*Exercise directions*. All of the records should be restated word for word.

*Extracted information*.
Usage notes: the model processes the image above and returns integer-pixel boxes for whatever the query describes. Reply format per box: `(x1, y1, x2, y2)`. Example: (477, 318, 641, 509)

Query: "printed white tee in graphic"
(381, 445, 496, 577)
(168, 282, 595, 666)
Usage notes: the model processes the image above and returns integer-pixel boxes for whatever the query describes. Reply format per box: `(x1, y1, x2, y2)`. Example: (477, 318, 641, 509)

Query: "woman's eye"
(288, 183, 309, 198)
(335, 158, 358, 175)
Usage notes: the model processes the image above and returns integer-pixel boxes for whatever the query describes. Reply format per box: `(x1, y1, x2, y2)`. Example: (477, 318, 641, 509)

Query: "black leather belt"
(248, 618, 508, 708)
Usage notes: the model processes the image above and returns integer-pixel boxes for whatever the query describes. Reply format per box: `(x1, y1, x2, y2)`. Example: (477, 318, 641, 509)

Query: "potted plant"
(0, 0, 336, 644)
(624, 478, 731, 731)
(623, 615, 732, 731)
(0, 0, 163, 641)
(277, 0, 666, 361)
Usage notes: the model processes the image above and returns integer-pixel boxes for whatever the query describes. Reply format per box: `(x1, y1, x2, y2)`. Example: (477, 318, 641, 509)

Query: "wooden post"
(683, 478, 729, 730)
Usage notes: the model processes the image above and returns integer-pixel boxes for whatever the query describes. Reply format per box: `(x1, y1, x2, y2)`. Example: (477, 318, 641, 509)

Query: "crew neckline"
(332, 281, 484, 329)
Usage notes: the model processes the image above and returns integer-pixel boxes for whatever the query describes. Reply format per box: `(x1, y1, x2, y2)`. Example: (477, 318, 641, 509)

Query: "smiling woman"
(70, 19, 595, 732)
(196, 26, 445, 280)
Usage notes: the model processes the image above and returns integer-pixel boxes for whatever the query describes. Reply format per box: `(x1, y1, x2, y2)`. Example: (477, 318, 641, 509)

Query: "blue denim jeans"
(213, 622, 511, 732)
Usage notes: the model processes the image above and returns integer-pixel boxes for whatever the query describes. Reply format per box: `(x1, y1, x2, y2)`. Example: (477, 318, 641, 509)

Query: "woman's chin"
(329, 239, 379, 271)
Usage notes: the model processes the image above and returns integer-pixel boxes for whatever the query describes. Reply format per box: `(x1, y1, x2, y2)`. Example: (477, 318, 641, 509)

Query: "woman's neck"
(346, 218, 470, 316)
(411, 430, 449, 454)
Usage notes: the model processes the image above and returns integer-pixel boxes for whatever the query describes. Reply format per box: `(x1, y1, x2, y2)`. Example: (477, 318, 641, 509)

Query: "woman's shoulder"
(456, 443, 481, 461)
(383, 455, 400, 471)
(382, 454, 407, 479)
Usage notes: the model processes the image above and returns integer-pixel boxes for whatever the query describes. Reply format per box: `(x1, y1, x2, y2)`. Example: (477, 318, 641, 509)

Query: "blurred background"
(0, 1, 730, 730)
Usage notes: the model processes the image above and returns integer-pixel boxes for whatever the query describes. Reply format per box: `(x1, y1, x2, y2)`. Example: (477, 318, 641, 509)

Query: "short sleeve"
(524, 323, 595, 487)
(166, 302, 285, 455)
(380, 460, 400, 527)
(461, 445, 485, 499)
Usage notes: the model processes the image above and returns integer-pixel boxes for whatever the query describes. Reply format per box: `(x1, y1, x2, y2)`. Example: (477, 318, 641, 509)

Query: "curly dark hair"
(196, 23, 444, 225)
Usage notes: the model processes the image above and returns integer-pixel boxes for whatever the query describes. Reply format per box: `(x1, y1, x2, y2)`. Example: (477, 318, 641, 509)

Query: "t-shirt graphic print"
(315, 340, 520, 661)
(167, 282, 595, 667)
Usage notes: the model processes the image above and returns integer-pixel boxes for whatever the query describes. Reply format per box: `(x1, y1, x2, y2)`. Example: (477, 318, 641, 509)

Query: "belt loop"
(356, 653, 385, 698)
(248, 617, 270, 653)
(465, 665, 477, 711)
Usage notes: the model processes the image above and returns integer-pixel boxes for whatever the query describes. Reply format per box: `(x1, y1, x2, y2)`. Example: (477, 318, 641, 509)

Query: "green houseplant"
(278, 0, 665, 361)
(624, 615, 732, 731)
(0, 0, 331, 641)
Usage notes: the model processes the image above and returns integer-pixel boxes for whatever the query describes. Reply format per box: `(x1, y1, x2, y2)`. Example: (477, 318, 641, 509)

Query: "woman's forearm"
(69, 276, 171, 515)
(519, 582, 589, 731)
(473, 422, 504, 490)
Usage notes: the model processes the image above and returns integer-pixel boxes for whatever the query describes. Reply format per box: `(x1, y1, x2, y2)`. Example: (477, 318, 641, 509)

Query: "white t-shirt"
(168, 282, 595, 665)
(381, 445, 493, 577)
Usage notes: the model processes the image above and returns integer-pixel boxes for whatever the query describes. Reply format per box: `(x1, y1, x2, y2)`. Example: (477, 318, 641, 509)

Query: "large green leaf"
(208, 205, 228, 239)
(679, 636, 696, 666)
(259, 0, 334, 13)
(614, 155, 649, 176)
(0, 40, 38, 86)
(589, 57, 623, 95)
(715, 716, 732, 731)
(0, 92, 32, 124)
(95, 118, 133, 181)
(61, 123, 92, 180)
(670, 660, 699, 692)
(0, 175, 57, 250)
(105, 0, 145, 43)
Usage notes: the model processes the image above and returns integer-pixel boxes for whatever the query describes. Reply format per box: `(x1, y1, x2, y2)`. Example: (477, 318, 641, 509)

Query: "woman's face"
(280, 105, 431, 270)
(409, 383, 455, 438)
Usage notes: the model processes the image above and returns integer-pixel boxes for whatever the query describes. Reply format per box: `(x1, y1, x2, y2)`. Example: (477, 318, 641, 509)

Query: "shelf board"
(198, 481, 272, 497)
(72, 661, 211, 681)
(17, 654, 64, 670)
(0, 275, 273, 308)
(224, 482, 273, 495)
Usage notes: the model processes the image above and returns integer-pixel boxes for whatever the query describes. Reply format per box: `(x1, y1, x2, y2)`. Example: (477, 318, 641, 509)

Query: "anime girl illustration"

*Task answer*.
Usage notes: the model processes the image above and returns integer-pixel boxes for whatever the query describes. Reply format per box: `(x1, y1, x2, y2)`. Example: (477, 318, 641, 509)

Query: "printed white tee in graphic"
(381, 445, 496, 577)
(168, 282, 595, 666)
Usage notes: the model processes the image above and returns integer-pixel boxes for whatever the query describes. Reply format per box: `(x1, y1, x2, y2)`. Example: (477, 318, 641, 509)

Query: "woman's eye"
(288, 183, 309, 198)
(335, 158, 358, 175)
Usage notes: the model processes the image above and returns integer-pixel boxes for whatever the query describes. Reply format per box: `(x1, y1, x2, y2)`. Example: (477, 318, 641, 509)

Query: "black leather belt"
(248, 618, 508, 708)
Usage notes: the model processes the image above and returns integer-pixel boxes for whatever the query describes. Reply format per box: `(x1, y1, x2, y2)`. Example: (477, 318, 641, 509)

Query: "potted plant"
(0, 0, 336, 644)
(624, 478, 731, 731)
(623, 615, 732, 731)
(0, 0, 163, 641)
(277, 0, 666, 361)
Usage notes: the model processes the image above and returns integer-pixel boxes for whatever the query describes. Reply format per box: `(x1, y1, x2, y2)`. Example: (477, 318, 641, 509)

Query: "wooden post"
(683, 478, 729, 730)
Usage notes: the model processes the image above and returns integer-pixel boxes for whatever the query describes. Reply format per box: `(x1, y1, x2, y2)`. Example: (477, 318, 641, 509)

Query: "crew neckline"
(332, 281, 484, 329)
Usage notes: the model processes the image above and returns integer-pixel boxes for whatever the query describes. Reply format per box: `(x1, y1, x2, y2)`. Example: (477, 318, 641, 509)

Query: "smiling woman"
(70, 19, 595, 732)
(196, 26, 445, 280)
Usage notes: the model processes the image above and returns integer-pixel boxes for whatever the query describes. Reply format per box: `(x1, y1, x2, y2)`. Example: (477, 318, 641, 509)

Query: "blue denim jeans"
(213, 622, 511, 732)
Usage notes: the model processes the image above and returns integer-pixel boxes for whatever the query describes. Reply format per box: `(x1, y1, x2, y2)`. Example: (477, 318, 641, 509)

Query: "woman's chin"
(329, 239, 379, 271)
Usage notes: the model processes the image above and returns integer-pixel boxes for whatever the query describes. Reply format per box: `(x1, y1, x2, y2)`. Example: (477, 318, 641, 509)

Query: "woman's neck"
(346, 218, 470, 316)
(411, 430, 449, 454)
Usage notes: the model processes the image above and returns integer-pixel boxes for whatever the query describes. Reply format per box: `(x1, y1, x2, y2)`. Example: (477, 318, 641, 509)

Query: "woman's shoulder"
(456, 443, 481, 461)
(383, 455, 400, 471)
(382, 454, 407, 479)
Usage notes: the model processes the image above and returns integer-pixel boxes for whatever the query describes. Reply format per box: `(x1, y1, x2, y2)`. Example: (477, 318, 641, 509)

Query: "blurred background"
(0, 1, 730, 730)
Usage notes: the model processes the image above and returns integer-pixel boxes for whatever the query describes. Reply format per box: `(x1, y1, x2, y2)`. Example: (477, 318, 641, 509)

Query: "short sleeve"
(524, 323, 595, 487)
(166, 302, 285, 455)
(380, 460, 400, 527)
(461, 445, 485, 499)
Usage notes: the model processes the image above and returns integer-pixel boxes for whatever the query describes. Reply format per box: `(x1, y1, x2, y2)`. Example: (477, 318, 641, 509)

Query: "curly dark hair"
(196, 23, 444, 225)
Usage notes: the model processes the image above and returns integer-pixel boxes for whatever the query describes. Reply format per box: `(x1, y1, x2, y2)`. Example: (477, 318, 641, 509)

Query: "t-shirt graphic print"
(315, 340, 520, 661)
(167, 282, 595, 667)
Usage notes: the model processes the image above and returns integer-pixel boxes for whatever the query describes. Reply format per box: `(x1, y1, x2, y2)`. Example: (477, 318, 641, 509)

Query: "belt loop"
(356, 653, 385, 698)
(248, 617, 270, 653)
(465, 665, 477, 711)
Usage notes: the model processes the image above and returns integer-pixel boxes for whatever the query describes. Reply format per box: `(x1, y1, x2, y2)`. Example: (477, 318, 641, 509)

Query: "green houseplant"
(278, 0, 665, 361)
(624, 615, 732, 731)
(0, 0, 331, 641)
Usage notes: the model processes the image above and returns integer-pixel boxes for whatever the query describes. Reply format per box: `(x1, y1, x2, y2)`. Example: (477, 318, 641, 509)

Query: "woman's forearm"
(69, 276, 171, 515)
(519, 582, 589, 731)
(473, 422, 504, 490)
Usage notes: the model processes the image above and returns integer-pixel boxes for whatever the query describes. Reply format per box: `(x1, y1, x2, y2)`. Example: (477, 318, 641, 509)

Query: "white t-shirt"
(168, 282, 595, 665)
(381, 445, 493, 577)
Usage notes: the model processes the image above and returns integer-pixel boxes for whatever the query describes. Reply format per box: `(x1, y1, x2, y2)`. Example: (477, 318, 641, 509)

Query: "large green leaf"
(208, 205, 228, 239)
(679, 636, 696, 666)
(259, 0, 334, 13)
(614, 155, 649, 176)
(0, 40, 38, 86)
(589, 57, 623, 95)
(715, 716, 732, 731)
(0, 92, 32, 124)
(95, 118, 133, 181)
(61, 123, 92, 180)
(670, 660, 699, 692)
(0, 175, 57, 250)
(105, 0, 145, 43)
Usage notes: the model processes the image above and returns integer-pixel boxes for whatever the query describes. Reply format per box: `(x1, y1, x2, y2)`. Example: (477, 318, 641, 509)

Query: "woman's face"
(280, 105, 431, 270)
(409, 383, 455, 438)
Usage notes: the model processes the image above and returns integer-pixel boxes for whatever the query describes. Reply format per box: `(x1, y1, x2, y2)`. Example: (477, 318, 641, 509)

Query: "shelf board"
(198, 481, 272, 497)
(72, 661, 211, 681)
(17, 654, 64, 670)
(0, 275, 273, 308)
(224, 482, 273, 495)
Usage notes: the model processes the image above and returns integer-pixel boxes for whatever the query describes. Reply format per box: `(x1, y1, x2, y2)`. Example: (477, 318, 641, 509)

Query: "anime girl illustration"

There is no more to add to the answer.